▶ **CHALLENGE A**:
Answer these questions using the text about Zoya's Story:
(i) To which country did Zoya flee with her grandmother?
(ii) What did the Taliban brand schooling?
(iii) In what year was Zoya born?
• • • • •
Though she is only twenty-three, Zoya has witnessed and endured more tragedy and terror than most people do in a lifetime. Zoya grew up during the wars that ravaged Afghanistan and was robbed of her mother and father when they were murdered by Muslim fundamentalists. Devastated by so much death and destruction, she fled Kabul with her grandmother and started a new life in exile in Pakistan. She joined the Revolutionary Association of the Women of Afghanistan, which challenged the crushing edicts of the Taliban government, and she made dangerous journeys back to her homeland to help the women oppressed by a system that forced them to wear the stifling burqa, condoned public stoning or whipping if they ventured out without a male chaperon, and forbade them from working.
Zoya is our guide, our witness to the horrors perpetrated by the Taliban and the Mujahideen "holy warriors" who had defeated the Russian occupiers. She helped to secretly film a public cutting of hands in a Kabul stadium and to organize covert literacy classes, as schooling-branded a "gateway to Hell" -- was forbidden to girls. At an Afghan refugee camp she heard tales of heartrending suffering and worked to provide a future for families who had lost everything.
The spotlight focused on Afghanistan after the New York and Washington terrorist attacks highlights the conditions of repression and fear in which Afghan women live and makes Zoya's Story utterly compelling. This is a memoir that speaks louder than the images of devastation and outrage; it is a moving message of optimism as Zoya struggles to bring the plight of Afghan women to the world's attention.
Reviews (4)
School Library Journal Review
Adult/High School-Born in Afghanistan in 1978, Zoya was an infant when the Muslim fundamentalist Mujahideen enlisted the aid of the United States to help fight against the Russian invasion of her country. Her parents homeschooled her for two major reasons: the Mujahideen often bombed the schools, and the teachers taught more about Russia than about their own country. Zoya's mother was an active member of the illegal and secret Revolutionary Association of the Women of Afghanistan (RAWA), which worked tirelessly to help women and to liberate Afghanistan. Often, to carry on her undercover work, she wore the hot, cumbersome burqua. Zoya discusses the many beatings, rapes, tortures, amputations, and executions committed by the Mujahideen and the Taliban. After her parents were murdered for their revolutionary work, she and her adoptive grandmother fled to Pakistan. In her mid-teens, she devoted her life to liberating Afghanistan through literacy classes, rescue efforts, and speeches. She describes her first visit to New York in February 2001, and expresses the sympathy that she and her friends felt on September 11. Readers will relate to Zoya's clear, personal account of recent Afghan history, and her story would be a good supplemental text for social-studies courses.-Joyce Fay Fletcher, Rippon Middle School, Prince William County, VA (c) Copyright 2010. Library Journals LLC, a wholly owned subsidiary of Media Source, Inc. No redistribution permitted.
• • • • •
▶ **CHALLENGE B**: Copy the listing word for word, starting at its first line and ending with the line that contains "column 498, row 420". Include both of those lines.

[Dataset excerpts on pointing at objects]
• • • • •
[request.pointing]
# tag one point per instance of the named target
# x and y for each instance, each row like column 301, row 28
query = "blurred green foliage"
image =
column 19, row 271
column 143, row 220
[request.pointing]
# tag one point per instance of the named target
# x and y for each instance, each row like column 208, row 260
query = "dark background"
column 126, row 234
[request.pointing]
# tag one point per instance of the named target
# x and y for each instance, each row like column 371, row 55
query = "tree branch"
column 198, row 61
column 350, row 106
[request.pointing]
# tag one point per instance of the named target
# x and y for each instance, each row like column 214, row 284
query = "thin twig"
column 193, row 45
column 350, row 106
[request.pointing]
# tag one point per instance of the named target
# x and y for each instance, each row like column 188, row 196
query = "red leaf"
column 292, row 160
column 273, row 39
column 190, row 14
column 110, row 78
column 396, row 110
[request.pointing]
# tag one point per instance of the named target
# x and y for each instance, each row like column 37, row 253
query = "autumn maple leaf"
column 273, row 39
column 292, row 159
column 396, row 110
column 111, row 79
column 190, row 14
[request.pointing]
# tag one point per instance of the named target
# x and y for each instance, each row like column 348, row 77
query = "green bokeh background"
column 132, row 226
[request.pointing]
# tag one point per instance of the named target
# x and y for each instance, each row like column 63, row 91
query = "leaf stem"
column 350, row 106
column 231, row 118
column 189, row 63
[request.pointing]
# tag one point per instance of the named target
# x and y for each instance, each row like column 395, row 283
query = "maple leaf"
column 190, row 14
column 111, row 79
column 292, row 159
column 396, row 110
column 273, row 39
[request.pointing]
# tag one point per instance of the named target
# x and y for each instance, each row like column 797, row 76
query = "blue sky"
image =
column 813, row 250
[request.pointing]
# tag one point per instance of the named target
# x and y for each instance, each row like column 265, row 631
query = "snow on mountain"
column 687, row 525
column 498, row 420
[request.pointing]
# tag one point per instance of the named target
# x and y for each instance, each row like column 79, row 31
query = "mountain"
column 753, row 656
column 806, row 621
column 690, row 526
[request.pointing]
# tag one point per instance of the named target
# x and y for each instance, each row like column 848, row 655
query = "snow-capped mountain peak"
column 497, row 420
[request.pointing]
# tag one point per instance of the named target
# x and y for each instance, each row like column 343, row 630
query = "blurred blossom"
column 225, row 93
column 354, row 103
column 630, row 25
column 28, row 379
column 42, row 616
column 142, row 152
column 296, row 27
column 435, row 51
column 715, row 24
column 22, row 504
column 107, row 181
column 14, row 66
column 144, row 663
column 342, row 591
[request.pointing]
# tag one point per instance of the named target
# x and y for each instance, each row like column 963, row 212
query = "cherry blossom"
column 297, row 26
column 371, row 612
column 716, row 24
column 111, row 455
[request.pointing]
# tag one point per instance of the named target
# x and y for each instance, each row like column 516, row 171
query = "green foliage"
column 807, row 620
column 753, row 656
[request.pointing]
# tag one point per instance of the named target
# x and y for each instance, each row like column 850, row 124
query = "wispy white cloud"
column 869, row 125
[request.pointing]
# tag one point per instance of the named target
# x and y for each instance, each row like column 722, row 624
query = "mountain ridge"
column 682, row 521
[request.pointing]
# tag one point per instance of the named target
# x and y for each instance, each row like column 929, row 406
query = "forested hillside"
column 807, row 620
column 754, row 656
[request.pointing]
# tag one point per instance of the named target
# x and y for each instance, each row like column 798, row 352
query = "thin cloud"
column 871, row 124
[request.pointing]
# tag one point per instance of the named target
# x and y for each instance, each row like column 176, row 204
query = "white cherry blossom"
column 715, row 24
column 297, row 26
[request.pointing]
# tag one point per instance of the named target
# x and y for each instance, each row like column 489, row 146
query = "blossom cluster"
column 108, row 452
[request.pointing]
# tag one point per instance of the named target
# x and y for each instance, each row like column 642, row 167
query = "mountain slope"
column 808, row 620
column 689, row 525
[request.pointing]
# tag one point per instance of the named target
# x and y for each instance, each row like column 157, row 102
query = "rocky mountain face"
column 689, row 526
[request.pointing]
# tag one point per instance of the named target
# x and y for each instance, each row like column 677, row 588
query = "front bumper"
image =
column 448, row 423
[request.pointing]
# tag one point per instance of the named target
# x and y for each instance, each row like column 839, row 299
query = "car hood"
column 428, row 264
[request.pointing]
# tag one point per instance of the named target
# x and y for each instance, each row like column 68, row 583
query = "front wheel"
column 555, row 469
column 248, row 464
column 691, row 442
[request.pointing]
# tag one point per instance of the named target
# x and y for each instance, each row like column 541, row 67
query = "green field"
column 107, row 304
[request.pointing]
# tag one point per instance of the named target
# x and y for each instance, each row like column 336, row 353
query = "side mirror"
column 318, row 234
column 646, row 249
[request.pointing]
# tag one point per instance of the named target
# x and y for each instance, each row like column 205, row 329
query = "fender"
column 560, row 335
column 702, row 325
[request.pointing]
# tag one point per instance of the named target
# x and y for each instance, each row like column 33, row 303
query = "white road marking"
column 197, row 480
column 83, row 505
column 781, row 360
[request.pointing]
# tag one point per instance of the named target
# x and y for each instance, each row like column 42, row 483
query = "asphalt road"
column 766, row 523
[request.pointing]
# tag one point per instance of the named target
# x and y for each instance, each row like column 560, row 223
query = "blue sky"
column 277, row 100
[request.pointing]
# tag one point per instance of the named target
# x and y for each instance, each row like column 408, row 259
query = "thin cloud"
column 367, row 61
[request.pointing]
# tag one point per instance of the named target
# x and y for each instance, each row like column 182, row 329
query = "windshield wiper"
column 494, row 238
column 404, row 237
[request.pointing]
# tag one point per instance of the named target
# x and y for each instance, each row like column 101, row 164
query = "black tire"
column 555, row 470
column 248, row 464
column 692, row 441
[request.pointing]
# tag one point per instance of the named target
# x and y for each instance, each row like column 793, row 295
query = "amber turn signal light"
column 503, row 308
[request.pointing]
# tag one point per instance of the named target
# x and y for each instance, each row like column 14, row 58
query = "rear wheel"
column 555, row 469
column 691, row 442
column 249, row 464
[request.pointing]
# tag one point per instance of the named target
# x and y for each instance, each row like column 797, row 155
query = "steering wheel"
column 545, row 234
• • • • •
▶ **EXERCISE ANSWER A**:
(i) Pakistan
(ii) A "gateway to Hell"
(iii) 1978

▶ **EXERCISE ANSWER B**:
[request.pointing]
# tag one point per instance of the named target
# x and y for each instance, each row like column 301, row 28
query = "blurred green foliage"
image =
column 19, row 271
column 143, row 220
[request.pointing]
# tag one point per instance of the named target
# x and y for each instance, each row like column 208, row 260
query = "dark background"
column 126, row 234
[request.pointing]
# tag one point per instance of the named target
# x and y for each instance, each row like column 371, row 55
query = "tree branch"
column 198, row 61
column 350, row 106
[request.pointing]
# tag one point per instance of the named target
# x and y for each instance, each row like column 214, row 284
query = "thin twig"
column 193, row 45
column 350, row 106
[request.pointing]
# tag one point per instance of the named target
# x and y for each instance, each row like column 188, row 196
query = "red leaf"
column 292, row 160
column 273, row 39
column 190, row 14
column 110, row 78
column 396, row 110
[request.pointing]
# tag one point per instance of the named target
# x and y for each instance, each row like column 37, row 253
query = "autumn maple leaf"
column 273, row 39
column 292, row 159
column 396, row 110
column 111, row 79
column 190, row 14
[request.pointing]
# tag one point per instance of the named target
# x and y for each instance, each row like column 348, row 77
query = "green bokeh background"
column 132, row 226
[request.pointing]
# tag one point per instance of the named target
# x and y for each instance, each row like column 63, row 91
query = "leaf stem"
column 350, row 106
column 231, row 118
column 189, row 63
[request.pointing]
# tag one point per instance of the named target
# x and y for each instance, each row like column 395, row 283
query = "maple leaf"
column 190, row 14
column 111, row 79
column 292, row 159
column 396, row 110
column 273, row 39
[request.pointing]
# tag one point per instance of the named target
# x and y for each instance, each row like column 797, row 76
query = "blue sky"
image =
column 813, row 250
[request.pointing]
# tag one point per instance of the named target
# x and y for each instance, each row like column 265, row 631
query = "snow on mountain"
column 687, row 525
column 498, row 420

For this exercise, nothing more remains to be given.